Aim of the task ->
The entries are to be output word for word, with the pictures omitted.

(Items from a data source)

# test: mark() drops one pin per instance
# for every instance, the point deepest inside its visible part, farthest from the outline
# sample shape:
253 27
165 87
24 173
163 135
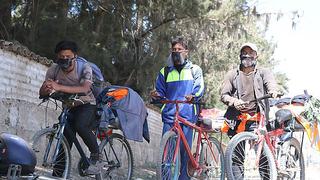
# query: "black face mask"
64 63
247 60
177 59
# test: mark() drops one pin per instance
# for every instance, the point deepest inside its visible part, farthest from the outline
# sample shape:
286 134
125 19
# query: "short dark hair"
179 40
66 45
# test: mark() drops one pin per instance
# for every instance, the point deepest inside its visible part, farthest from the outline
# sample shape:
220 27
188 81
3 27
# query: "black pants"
82 120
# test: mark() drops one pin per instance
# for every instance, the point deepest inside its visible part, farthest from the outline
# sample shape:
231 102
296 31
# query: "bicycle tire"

Output below ->
# test: mark() drops one pin per instance
# for every instance, the point deepest inside its visible part, farthest from the outline
# sample shape:
253 27
165 87
24 173
163 135
# query: "black face mask"
64 63
247 60
177 59
# test: mark() drops one pin per instance
# for every instance, the point deepest inside its visible part, farthest from the outline
# sample shape:
286 134
125 19
# query: "short dark hair"
179 40
66 45
# test: mark() drops one pin per instance
# for every instance, the point deepest inside its visible part, farthest from the outline
# sample shape:
220 27
188 81
3 27
# query: "black pants"
82 120
# test: mark() drops one pin per instance
# for every instance, the point deepest inside its visible part, farthest from the outline
# sample shape:
231 102
296 31
# query: "bicycle tire"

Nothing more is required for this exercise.